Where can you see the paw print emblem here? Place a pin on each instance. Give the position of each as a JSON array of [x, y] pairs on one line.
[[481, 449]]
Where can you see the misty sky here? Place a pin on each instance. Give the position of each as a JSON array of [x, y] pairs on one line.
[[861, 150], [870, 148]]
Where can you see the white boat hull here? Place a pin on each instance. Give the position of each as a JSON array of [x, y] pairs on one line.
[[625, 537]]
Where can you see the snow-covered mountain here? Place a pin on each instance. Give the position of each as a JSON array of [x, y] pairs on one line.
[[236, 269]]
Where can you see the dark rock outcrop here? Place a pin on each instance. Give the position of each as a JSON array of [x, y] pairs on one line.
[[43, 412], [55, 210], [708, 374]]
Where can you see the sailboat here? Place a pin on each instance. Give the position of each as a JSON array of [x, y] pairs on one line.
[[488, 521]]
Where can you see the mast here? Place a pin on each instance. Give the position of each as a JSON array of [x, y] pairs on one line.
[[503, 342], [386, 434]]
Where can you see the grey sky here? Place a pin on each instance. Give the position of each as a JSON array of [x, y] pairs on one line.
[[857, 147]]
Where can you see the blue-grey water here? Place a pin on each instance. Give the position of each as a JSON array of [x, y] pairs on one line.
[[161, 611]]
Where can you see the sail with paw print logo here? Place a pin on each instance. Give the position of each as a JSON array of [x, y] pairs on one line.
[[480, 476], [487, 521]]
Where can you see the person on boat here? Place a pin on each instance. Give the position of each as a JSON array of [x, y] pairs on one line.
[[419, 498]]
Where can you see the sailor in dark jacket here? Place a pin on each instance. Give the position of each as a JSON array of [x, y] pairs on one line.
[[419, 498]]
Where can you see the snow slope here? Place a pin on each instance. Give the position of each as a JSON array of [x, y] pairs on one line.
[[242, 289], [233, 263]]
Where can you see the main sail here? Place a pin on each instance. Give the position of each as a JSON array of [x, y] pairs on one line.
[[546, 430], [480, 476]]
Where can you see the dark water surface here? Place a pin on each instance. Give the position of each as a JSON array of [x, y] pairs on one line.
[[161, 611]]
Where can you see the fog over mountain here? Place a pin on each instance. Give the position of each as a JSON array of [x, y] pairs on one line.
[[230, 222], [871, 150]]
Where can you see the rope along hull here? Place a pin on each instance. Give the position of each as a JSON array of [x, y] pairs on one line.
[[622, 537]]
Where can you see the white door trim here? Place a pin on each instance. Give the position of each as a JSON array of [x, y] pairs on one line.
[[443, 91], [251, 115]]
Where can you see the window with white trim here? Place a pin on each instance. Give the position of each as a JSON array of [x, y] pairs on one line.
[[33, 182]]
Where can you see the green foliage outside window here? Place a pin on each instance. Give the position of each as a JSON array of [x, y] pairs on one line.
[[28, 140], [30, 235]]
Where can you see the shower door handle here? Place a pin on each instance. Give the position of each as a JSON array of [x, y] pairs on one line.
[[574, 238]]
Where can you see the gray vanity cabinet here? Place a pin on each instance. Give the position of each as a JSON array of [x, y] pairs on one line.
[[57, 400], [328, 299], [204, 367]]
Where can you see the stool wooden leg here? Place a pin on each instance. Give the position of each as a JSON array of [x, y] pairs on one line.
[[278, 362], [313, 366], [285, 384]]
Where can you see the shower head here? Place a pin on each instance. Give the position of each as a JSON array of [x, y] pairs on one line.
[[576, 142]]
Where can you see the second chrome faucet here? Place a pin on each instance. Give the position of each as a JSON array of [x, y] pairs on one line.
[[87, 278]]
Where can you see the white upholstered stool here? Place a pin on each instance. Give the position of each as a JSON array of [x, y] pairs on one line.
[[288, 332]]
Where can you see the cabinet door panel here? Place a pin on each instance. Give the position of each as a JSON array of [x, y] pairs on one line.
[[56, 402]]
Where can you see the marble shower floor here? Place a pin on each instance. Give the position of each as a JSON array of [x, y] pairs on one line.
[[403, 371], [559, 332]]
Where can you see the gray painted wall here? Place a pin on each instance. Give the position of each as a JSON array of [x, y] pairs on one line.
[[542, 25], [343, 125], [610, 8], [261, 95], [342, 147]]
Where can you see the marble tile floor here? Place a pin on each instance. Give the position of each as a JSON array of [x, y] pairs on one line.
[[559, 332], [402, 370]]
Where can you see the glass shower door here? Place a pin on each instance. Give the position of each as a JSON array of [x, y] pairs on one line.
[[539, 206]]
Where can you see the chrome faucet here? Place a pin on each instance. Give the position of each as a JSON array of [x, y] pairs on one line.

────

Task description: Rewrite every line of the listing above, replacing "Place a pin" with "Drop a marker" and keeping everything else the same.

Response to the exercise:
Where can you see the paw print emblem here? Drop a marker on each instance. Give the position of each as a JSON array of [x, y] pairs on one line.
[[481, 449]]
Where can you see the misty sky here? Drop a marker on each instance. Give the position of each as a JSON array of [x, y] pairs on one line.
[[861, 150], [870, 148]]
Where can you see the white boat hull here? Drop a marker on each instance. Give the position of each as a JSON array of [x, y] pairs on one line.
[[625, 537]]
Where can you see the snow-covered mountain here? Drop a marker on each instance. Give the position of each as a JSON array of [x, y] pairs on one line.
[[236, 269]]
Where can you see the dark rock outcrop here? Drop a marker on each instance. Give the position of each as a JSON array of [x, y] pairs on one line.
[[43, 412], [55, 210], [708, 374]]
Where can you see the sailboat here? Drop a marker on each instance. Give the position of each as a JSON array of [x, y] pairs on one line.
[[488, 521]]
Where can you see the mast here? Drop a marker on each instance. Give the position of each as a JSON array of [x, y] pairs on one line.
[[503, 342], [386, 434]]
Where can you see the grey sky here? Drop a marker on each instance. Give the position of each as a JSON array of [x, y] pairs on one line.
[[857, 147]]
Where can you see the blue-grey water here? Drop a marker on each instance. Give the position of each as a JSON array of [x, y] pairs on one line.
[[161, 611]]
Where can you see the sail with paw print logo here? Drop a marker on each instance. Give the position of each as a JSON array of [x, y] pairs on one line.
[[480, 476], [487, 521]]
Where can you see the person on boat here? Drop a marker on each instance. Give the position of each as a JSON array of [x, y] pairs on one line.
[[419, 498]]
Where can you see the sailor in dark jacket here? Drop a marker on each instance. Give the position of each as a JSON array of [x, y] pairs on one line.
[[419, 498]]
Where can you see the snow slope here? Drop a marker on each instance. Give the position of each as a JSON array of [x, y] pairs on one line.
[[242, 289], [233, 263]]
Where can you see the main sail here? Drop a marker on each instance. Give the position of each as a JSON array of [x, y] pairs on one line.
[[546, 430], [480, 476]]
Where can you see the dark water surface here? Drop a marker on each instance. Give the position of each as a JSON array of [x, y] pairs on one line.
[[161, 611]]
Where can you see the fog over mountain here? Drop a marker on each instance. Give the position of each as a JSON array of [x, y] pairs on one line.
[[230, 222], [871, 150]]
Where can you see the rope along hull here? Drop a marker on each instance. Give the position of each as a JSON array of [x, y] pairs on one line.
[[622, 537]]
Where can you see the white door trim here? Drop a marker on each instance. Give the position of each as a JSON array of [x, y] pairs on one line.
[[443, 91], [251, 115]]
Where can you see the window with white trim here? Drop a marker on each instance. Give the position of each as a JSON array of [x, y] pairs on one line.
[[33, 182]]
Where can you see the green foliage outside window here? Drop a marker on each instance. Give the position of each as a JSON array of [x, y] pairs on one line.
[[28, 140], [30, 235]]
Where can you see the shower door handle here? Drop a marker on each instance. Give the position of each as a JSON array of [x, y] pairs on one line.
[[574, 238]]
Where can you see the gray vanity cabinet here? Drop a marker on each instance. Give the position of each as a JSON array of [x, y] pairs on one line.
[[57, 400], [328, 299], [204, 367]]
Where can you see the stool wooden leg here? Drop a marker on each instance. Give the position of each as a JSON array of [x, y] pairs on one line.
[[278, 362], [313, 366], [285, 384]]
Where can you see the shower head here? Drop a marker on each instance. Give the position of each as a JSON array of [x, y] pairs on one line.
[[576, 142]]
Where can you see the second chrome faucet here? Drop a marker on each instance. Give the position of each as a JSON array of [x, y] pairs on one line.
[[87, 278]]
Where can you see the white upholstered stool here? Drop a marker on each instance. Give the position of each as a JSON array of [x, y] pairs on one line.
[[288, 332]]
Where can you see the cabinet door panel here? Drop a marker on each instance. Give the position of each as a JSON array of [x, y] pairs on one line.
[[56, 402]]
Where can you see the marble shower floor here? Drop a marker on each instance. Give the position of each as a JSON array of [x, y] pairs on one line.
[[403, 371], [559, 332]]
Where can you see the gray painted wall here? Drop a marker on each instance. Give the position of each as a JSON array of [x, y] pairs on one line.
[[542, 25], [343, 125], [610, 8], [261, 95], [342, 147]]
Where can you see the marble tile floor here? Drop a marker on each instance. Give the position of each as a JSON array of [x, y] pairs on one line.
[[559, 332], [402, 370]]
Where can you see the glass shower door here? Drop a marker on each instance. Give the position of each as a JSON array of [x, y] pairs on one line.
[[539, 206]]
Where can you see the chrome faucet here? Drop a marker on each instance. Give the position of each as a JSON array of [x, y] pairs on one line.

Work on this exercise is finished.